Task goal
Print all of the data exactly.

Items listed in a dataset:
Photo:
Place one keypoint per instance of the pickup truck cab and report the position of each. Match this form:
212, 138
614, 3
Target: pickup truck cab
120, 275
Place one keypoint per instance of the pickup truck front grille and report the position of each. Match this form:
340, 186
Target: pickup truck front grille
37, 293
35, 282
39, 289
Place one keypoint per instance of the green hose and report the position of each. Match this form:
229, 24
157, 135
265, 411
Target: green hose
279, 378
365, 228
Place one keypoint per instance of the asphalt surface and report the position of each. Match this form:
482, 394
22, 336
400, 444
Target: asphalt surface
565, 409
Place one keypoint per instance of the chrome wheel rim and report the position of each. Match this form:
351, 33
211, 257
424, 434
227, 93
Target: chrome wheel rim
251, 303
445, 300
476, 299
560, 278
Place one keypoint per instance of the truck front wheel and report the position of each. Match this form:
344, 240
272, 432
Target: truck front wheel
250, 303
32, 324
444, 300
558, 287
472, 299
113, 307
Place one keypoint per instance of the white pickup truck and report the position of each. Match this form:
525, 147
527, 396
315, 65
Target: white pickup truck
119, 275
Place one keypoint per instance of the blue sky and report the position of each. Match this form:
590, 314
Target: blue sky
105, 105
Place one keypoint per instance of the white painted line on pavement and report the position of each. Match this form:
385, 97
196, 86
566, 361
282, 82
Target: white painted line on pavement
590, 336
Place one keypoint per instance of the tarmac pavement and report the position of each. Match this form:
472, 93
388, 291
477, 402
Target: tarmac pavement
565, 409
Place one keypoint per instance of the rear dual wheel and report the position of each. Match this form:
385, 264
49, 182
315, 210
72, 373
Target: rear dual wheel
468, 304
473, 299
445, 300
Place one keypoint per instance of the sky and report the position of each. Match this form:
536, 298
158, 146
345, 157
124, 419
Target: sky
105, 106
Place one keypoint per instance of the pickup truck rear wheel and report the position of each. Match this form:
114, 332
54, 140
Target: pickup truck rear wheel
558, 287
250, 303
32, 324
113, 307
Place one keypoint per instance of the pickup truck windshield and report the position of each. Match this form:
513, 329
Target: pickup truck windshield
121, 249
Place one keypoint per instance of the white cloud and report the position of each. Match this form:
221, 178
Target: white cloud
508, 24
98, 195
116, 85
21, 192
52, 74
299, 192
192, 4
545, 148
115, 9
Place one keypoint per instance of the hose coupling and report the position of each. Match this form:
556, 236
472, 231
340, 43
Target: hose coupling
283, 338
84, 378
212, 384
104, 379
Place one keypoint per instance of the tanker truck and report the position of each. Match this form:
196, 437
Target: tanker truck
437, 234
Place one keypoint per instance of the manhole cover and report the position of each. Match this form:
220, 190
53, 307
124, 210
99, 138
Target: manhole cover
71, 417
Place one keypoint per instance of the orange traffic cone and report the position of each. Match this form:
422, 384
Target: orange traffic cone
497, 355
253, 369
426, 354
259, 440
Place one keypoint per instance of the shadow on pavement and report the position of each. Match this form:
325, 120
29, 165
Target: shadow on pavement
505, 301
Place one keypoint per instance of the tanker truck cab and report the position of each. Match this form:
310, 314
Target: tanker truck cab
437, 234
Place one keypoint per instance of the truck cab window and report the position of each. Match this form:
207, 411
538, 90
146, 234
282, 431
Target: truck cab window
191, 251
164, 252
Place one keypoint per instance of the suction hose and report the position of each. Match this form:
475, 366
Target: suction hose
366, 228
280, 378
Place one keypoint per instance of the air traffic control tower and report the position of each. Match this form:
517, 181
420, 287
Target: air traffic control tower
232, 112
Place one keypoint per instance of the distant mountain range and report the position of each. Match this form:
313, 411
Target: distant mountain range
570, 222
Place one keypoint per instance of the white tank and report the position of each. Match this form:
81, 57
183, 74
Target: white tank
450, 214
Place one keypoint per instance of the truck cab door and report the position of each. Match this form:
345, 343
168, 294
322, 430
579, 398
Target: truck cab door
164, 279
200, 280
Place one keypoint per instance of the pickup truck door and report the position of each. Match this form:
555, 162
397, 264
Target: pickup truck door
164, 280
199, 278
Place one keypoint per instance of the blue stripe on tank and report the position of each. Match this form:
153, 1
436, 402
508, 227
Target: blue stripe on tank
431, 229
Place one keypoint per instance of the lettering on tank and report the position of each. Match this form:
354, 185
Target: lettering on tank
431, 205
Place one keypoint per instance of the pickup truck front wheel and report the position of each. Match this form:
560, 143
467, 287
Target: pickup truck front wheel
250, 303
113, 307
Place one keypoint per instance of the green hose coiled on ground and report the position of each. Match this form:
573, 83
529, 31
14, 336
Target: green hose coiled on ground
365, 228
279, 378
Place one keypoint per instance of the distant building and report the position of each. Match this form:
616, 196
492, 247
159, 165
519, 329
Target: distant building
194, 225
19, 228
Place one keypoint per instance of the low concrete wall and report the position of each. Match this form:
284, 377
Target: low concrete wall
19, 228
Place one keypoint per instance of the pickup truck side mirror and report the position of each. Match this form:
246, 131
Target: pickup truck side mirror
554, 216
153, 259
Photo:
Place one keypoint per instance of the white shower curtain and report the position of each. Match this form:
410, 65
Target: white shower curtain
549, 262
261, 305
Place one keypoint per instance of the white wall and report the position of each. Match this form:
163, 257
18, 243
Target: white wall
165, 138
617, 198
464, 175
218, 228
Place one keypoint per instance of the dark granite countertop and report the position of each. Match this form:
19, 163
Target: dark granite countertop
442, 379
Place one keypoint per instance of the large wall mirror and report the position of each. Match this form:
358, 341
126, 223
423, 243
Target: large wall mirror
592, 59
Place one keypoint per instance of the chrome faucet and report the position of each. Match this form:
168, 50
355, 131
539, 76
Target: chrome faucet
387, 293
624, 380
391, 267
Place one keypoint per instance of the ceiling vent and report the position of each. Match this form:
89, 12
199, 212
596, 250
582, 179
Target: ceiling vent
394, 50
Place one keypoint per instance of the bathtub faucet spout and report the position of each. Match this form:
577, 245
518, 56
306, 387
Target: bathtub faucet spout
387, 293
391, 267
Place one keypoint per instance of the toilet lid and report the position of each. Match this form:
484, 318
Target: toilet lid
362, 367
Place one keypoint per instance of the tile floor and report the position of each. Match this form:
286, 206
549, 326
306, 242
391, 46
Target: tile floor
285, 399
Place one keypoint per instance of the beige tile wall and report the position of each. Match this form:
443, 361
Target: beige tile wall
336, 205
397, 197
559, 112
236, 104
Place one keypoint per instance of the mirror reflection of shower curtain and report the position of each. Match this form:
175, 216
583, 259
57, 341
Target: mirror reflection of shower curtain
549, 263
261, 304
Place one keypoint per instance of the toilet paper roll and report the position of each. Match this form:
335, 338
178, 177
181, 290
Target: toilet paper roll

Output of the exercise
Photo:
Place one keypoint per instance of the pickup truck cab and report the position of each. Match this form:
212, 138
614, 3
Target: pickup truck cab
120, 275
Place one keypoint per instance of the pickup truck front grille and report the position of each. Match this form:
340, 186
Target: pickup truck front grille
37, 293
35, 282
39, 289
Place one keypoint per instance of the green hose and report the position of each. Match this form:
229, 24
157, 135
265, 411
Target: green hose
279, 378
365, 228
Place one keypoint per instance of the asphalt surface and report the position of each. Match this form:
482, 394
22, 336
400, 444
Target: asphalt surface
565, 409
Place one keypoint per instance of the chrome wheel rim and report the position of each. Match this form:
351, 33
211, 257
424, 434
227, 93
Target: chrome wheel rim
251, 303
445, 300
476, 299
560, 278
Place one keypoint per instance of the truck front wheel and report the position of each. Match this form:
344, 240
272, 432
Target: truck front wheel
250, 303
32, 324
444, 300
558, 287
472, 299
113, 307
Place one keypoint per instance of the white pickup truck and report the position of each. Match this form:
525, 147
527, 396
315, 65
Target: white pickup truck
119, 275
Place one keypoint per instance of the blue sky and report the position of each. Match this form:
590, 314
Target: blue sky
105, 105
Place one keypoint per instance of the white painted line on pavement and report the position of each. Match this form:
385, 97
196, 86
566, 361
282, 82
Target: white painted line on pavement
590, 336
Place one keypoint per instance of the tarmac pavement and report the position of each. Match this form:
472, 93
388, 291
477, 402
Target: tarmac pavement
565, 409
Place one keypoint per instance of the rear dual wheel and report the position of each. Match this form:
385, 264
49, 182
315, 210
72, 373
Target: rear dual wheel
468, 304
473, 299
445, 300
Place one keypoint per instance of the sky and report the position of each. Match this form:
536, 298
158, 146
345, 157
124, 419
Target: sky
105, 106
Place one keypoint per instance of the pickup truck rear wheel and report the position of each. Match this form:
114, 332
54, 140
Target: pickup truck rear wheel
558, 287
250, 303
32, 324
113, 307
Place one keypoint per instance of the pickup truck windshield and report the position of each. Match this form:
513, 329
Target: pickup truck windshield
121, 249
Place one keypoint per instance of the white cloud and report the position of each. Match this form:
221, 178
Target: white cloud
508, 24
98, 195
116, 85
21, 192
52, 74
299, 192
192, 4
545, 148
115, 9
Place one keypoint per instance of the hose coupling and report the position of each. Match this form:
556, 236
472, 231
340, 43
Target: hose coupling
283, 338
84, 378
212, 384
104, 379
Place one keypoint per instance of the tanker truck and report the position of each. Match this form:
196, 437
Target: tanker truck
437, 234
Place one keypoint per instance of the manhole cover and report the position of each. Match this form:
220, 190
53, 307
124, 210
99, 138
Target: manhole cover
71, 417
Place one keypoint per instance of the orange traffic cone and report the position of each. Match this form:
422, 384
Target: orange traffic cone
497, 355
253, 369
426, 354
259, 440
Place one keypoint per instance of the shadow on pavement and report the position of each. Match this form:
325, 120
29, 165
Target: shadow on pavement
505, 301
Place one keypoint per instance of the tanker truck cab and report the position of each. Match this form:
310, 314
Target: tanker truck cab
437, 234
Place one keypoint per instance of the truck cab window and report the position of each. Match this form:
207, 411
538, 90
146, 234
282, 431
Target: truck cab window
191, 251
164, 252
Place one keypoint per instance of the suction hose and report the position of each. Match this form:
475, 366
Target: suction hose
366, 228
280, 378
Place one keypoint per instance of the air traffic control tower and report the position of each. Match this form:
517, 181
420, 287
Target: air traffic control tower
232, 112
Place one keypoint per instance of the distant mountain range and report the position of each. Match this form:
313, 411
Target: distant mountain range
570, 222
Place one keypoint per instance of the white tank and report the position of each. Match this form:
81, 57
183, 74
Target: white tank
450, 214
Place one keypoint per instance of the truck cab door and report the position of each. Match this form:
345, 343
168, 294
322, 430
579, 398
Target: truck cab door
164, 279
200, 280
Place one keypoint per instance of the pickup truck door and report the position of each. Match this form:
555, 162
397, 264
Target: pickup truck door
164, 280
199, 278
Place one keypoint per instance of the blue stripe on tank and report the position of each. Match this form:
153, 1
436, 402
508, 227
Target: blue stripe on tank
431, 229
Place one keypoint per instance of the lettering on tank and report the position of each. Match this form:
354, 185
Target: lettering on tank
431, 205
Place one keypoint per instance of the pickup truck front wheel and report the position of each. Match this form:
560, 143
467, 287
Target: pickup truck front wheel
250, 303
113, 307
Place one keypoint per instance of the green hose coiled on ground and report the position of each. Match this form:
573, 83
529, 31
14, 336
Target: green hose coiled on ground
365, 228
279, 378
Place one keypoint per instance of the distant building and report the position of each. Match this form:
616, 196
492, 247
159, 165
519, 329
Target: distant building
194, 225
19, 228
Place one keypoint per instance of the low concrete wall and report the position of each. Match this form:
284, 377
Target: low concrete wall
19, 228
Place one keypoint per instance of the pickup truck side mirror and report the position of each. Match this form:
246, 131
Target: pickup truck side mirror
554, 216
153, 259
Photo:
Place one keypoint per instance of the white shower curtain and report the position of each. Match this form:
410, 65
Target: white shower curtain
549, 262
261, 305
Place one keypoint per instance of the white wall and report the position of each. Match this form:
163, 257
18, 243
Target: white wall
165, 138
617, 198
464, 175
218, 228
Place one keypoint per instance of the dark granite countertop and report the position of each. Match this form:
19, 163
Target: dark granite countertop
442, 379
Place one keypoint per instance of the large wall mirror and report the position of each. Match this form:
358, 341
126, 223
423, 243
Target: large wall mirror
592, 59
Place one keypoint per instance of the chrome faucet and report the position of each. Match this form:
168, 50
355, 131
539, 76
Target: chrome faucet
387, 293
624, 380
391, 267
Place one keypoint per instance of the ceiling vent and report the position of each. Match this form:
89, 12
199, 212
596, 250
582, 179
Target: ceiling vent
394, 50
Place one keypoint per instance of the bathtub faucet spout and report the position of each. Match this form:
577, 245
518, 56
306, 387
Target: bathtub faucet spout
387, 293
391, 267
Place one keypoint per instance of the toilet lid and report the position of each. Match this form:
484, 318
Target: toilet lid
362, 367
Place one keypoint per instance of the tile floor and report the position of each. Match this form:
286, 206
549, 326
306, 242
391, 46
Target: tile floor
285, 399
Place one keypoint per instance of the beige tile wall and report the position of each. Match this form:
443, 361
Target: beige tile wall
336, 205
397, 197
559, 112
236, 104
Place one keypoint per instance of the mirror reflection of shower curtain and report the position of each. Match this form:
175, 216
583, 259
57, 341
Target: mirror reflection of shower curtain
549, 263
261, 304
Place one keypoint per instance of the toilet paper roll and report the position of each. Match this form:
335, 338
178, 177
181, 290
Target: toilet paper roll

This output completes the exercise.